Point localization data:
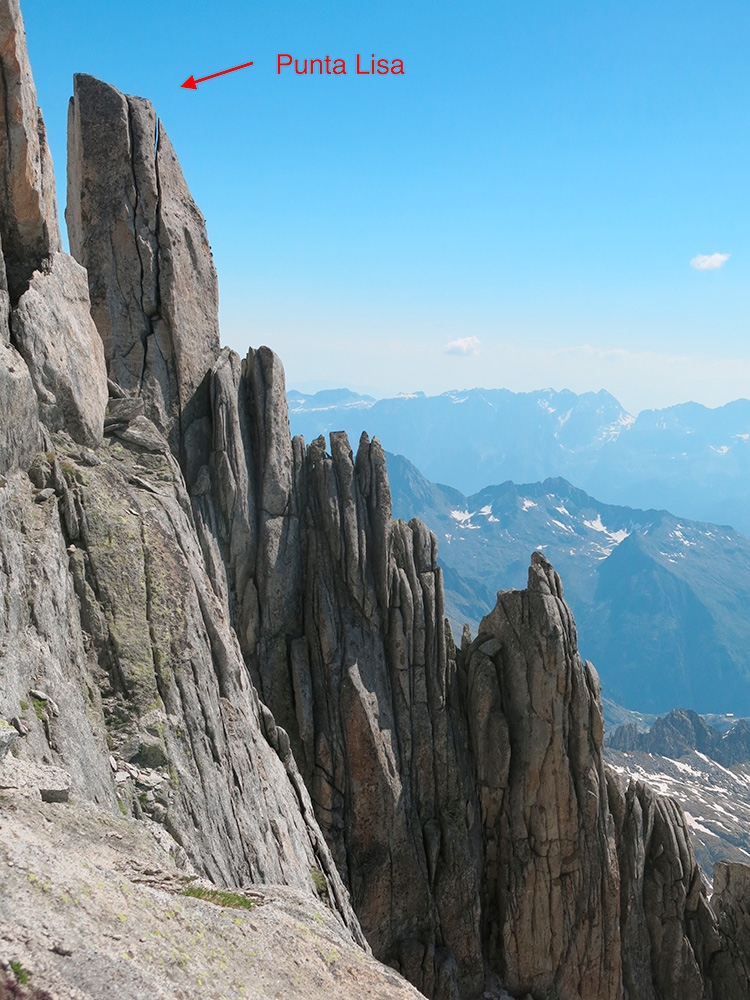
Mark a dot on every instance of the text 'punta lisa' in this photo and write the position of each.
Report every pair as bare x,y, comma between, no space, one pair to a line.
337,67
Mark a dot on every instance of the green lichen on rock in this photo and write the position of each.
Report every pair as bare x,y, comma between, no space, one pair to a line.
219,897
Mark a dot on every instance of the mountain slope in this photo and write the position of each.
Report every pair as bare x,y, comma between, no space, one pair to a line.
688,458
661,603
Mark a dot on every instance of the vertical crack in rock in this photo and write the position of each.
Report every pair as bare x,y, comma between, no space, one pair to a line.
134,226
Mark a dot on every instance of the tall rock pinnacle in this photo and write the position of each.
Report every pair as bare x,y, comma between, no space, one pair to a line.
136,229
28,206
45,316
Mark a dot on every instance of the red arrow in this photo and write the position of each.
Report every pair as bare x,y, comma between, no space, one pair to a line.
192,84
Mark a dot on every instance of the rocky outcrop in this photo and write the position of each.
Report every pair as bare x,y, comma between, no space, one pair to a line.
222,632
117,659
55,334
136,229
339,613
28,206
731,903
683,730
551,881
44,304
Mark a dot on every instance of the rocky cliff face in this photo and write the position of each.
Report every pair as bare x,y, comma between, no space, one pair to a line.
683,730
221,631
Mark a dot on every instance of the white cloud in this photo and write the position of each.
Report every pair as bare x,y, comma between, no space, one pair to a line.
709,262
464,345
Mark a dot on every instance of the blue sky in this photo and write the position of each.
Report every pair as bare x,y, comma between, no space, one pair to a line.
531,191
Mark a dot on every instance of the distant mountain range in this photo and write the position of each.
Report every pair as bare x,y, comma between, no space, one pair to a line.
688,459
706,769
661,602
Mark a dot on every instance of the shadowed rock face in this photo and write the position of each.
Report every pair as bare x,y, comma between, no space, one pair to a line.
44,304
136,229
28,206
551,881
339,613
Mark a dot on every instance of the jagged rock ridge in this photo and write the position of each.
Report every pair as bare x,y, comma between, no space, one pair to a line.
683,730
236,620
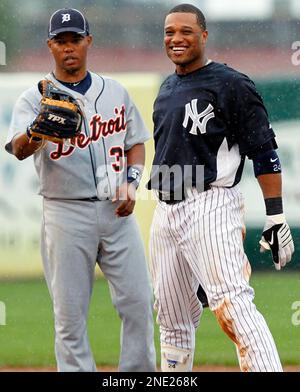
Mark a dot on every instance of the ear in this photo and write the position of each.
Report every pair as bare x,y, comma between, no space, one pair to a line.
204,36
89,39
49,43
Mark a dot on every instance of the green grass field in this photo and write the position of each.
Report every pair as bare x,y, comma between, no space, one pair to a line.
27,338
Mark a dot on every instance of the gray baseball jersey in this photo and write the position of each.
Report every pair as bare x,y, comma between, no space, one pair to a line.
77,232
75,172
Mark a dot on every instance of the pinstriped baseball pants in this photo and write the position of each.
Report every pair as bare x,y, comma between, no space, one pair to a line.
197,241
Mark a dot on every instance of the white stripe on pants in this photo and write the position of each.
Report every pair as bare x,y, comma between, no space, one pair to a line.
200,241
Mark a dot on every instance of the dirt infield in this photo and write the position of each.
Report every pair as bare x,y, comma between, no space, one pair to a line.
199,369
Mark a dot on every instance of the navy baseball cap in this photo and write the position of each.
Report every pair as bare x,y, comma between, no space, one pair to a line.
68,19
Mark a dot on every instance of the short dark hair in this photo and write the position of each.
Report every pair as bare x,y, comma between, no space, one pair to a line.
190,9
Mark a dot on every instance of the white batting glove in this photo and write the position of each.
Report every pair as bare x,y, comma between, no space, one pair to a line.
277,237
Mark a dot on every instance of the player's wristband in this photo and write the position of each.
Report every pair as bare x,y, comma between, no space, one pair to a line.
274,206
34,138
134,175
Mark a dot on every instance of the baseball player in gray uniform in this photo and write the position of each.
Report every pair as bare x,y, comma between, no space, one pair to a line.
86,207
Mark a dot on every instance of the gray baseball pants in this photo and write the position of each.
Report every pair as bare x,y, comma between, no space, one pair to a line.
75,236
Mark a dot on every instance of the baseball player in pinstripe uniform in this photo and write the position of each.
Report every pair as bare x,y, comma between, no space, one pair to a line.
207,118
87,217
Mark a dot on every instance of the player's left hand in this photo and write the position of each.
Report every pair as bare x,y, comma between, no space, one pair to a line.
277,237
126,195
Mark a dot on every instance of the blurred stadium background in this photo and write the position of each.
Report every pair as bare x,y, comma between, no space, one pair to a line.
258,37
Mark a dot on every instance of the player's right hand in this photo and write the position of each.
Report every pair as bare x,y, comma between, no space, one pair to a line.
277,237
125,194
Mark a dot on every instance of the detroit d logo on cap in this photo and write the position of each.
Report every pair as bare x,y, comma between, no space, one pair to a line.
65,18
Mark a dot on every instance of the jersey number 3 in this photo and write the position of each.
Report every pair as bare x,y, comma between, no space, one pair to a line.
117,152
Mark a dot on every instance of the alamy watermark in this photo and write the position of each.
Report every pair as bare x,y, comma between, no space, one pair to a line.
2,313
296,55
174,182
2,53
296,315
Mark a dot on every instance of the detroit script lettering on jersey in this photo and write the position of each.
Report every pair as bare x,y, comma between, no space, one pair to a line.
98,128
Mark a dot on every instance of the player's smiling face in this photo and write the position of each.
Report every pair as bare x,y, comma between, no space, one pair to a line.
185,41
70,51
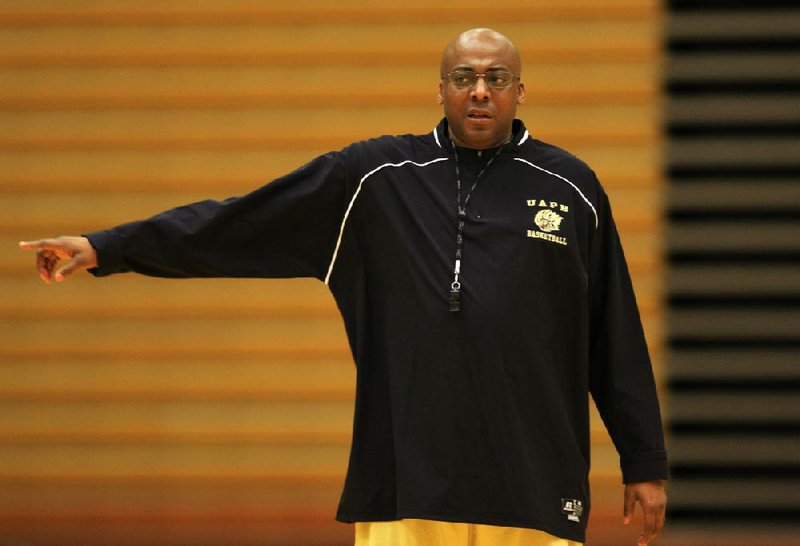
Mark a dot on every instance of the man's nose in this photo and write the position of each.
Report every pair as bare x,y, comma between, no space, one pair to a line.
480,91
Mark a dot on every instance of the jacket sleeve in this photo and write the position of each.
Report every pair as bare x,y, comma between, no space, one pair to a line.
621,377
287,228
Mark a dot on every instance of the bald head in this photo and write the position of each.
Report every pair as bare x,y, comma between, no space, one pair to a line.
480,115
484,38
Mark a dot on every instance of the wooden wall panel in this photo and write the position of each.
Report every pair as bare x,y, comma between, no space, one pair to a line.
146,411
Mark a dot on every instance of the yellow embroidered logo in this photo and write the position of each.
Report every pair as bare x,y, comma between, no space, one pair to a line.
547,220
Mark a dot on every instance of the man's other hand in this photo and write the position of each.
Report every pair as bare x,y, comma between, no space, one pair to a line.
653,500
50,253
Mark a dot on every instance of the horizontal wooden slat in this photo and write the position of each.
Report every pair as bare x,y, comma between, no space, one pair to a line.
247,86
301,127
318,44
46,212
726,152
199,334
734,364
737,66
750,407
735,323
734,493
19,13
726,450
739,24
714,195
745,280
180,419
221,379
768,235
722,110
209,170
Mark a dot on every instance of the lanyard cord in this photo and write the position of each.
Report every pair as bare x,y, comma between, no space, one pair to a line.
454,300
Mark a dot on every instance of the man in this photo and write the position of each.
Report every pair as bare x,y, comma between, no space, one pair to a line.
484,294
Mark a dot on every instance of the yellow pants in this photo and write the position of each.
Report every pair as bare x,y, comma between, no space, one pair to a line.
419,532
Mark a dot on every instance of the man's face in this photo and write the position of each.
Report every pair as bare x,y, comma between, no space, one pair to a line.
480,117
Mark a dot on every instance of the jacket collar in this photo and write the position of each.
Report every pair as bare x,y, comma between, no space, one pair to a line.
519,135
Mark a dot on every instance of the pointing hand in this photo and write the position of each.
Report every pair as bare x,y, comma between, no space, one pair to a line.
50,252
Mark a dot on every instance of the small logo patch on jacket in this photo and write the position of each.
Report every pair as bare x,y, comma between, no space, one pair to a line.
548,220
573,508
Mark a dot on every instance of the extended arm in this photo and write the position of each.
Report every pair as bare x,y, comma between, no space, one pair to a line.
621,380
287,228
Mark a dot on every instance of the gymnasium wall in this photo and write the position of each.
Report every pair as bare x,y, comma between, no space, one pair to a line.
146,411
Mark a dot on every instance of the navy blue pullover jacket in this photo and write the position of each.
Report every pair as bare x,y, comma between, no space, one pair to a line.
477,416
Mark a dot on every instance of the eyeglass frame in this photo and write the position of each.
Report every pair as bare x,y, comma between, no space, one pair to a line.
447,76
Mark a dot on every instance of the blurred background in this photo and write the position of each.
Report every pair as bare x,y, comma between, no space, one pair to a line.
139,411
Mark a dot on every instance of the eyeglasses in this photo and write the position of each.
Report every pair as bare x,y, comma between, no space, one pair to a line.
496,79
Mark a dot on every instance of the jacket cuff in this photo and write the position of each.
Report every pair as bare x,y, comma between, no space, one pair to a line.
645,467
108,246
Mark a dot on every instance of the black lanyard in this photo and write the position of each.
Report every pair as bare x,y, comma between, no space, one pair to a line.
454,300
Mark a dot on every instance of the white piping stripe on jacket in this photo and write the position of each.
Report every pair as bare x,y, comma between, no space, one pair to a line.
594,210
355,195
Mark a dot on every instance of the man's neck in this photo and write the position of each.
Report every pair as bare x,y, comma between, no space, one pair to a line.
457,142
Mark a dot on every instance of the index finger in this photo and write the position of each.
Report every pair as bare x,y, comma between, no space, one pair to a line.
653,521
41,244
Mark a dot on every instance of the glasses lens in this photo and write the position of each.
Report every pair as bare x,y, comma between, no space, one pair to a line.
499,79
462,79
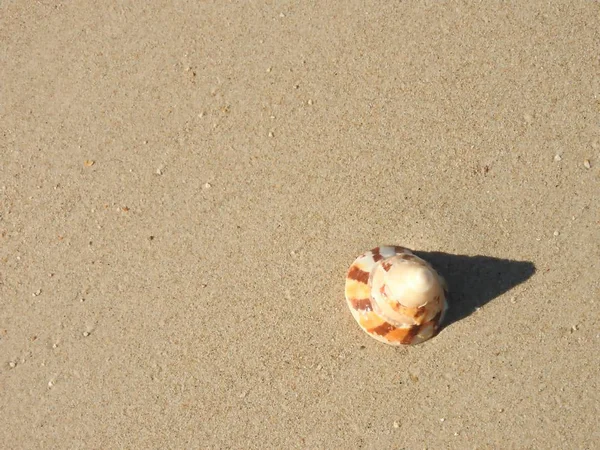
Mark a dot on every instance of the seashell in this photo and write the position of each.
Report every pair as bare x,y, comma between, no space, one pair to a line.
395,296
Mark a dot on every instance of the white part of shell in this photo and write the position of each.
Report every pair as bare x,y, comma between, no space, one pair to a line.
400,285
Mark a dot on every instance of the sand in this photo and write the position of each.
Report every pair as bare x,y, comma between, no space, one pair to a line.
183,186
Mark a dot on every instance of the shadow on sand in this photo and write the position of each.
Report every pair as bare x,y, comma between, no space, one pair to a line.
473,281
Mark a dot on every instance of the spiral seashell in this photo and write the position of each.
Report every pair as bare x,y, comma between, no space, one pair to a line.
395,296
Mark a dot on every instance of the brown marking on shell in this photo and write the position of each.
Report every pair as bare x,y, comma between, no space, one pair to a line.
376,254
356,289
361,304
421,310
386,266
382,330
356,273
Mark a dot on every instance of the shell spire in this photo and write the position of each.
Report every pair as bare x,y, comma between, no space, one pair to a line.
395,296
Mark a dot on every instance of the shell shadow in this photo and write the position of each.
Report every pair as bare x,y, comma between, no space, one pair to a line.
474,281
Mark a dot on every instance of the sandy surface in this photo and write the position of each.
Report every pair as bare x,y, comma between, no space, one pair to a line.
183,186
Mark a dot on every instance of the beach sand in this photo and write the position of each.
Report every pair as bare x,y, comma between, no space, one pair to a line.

- [What is being asked] Using the entries, state how many of their lines hold "seashell"; give the number and no more.

- [Written reply] 2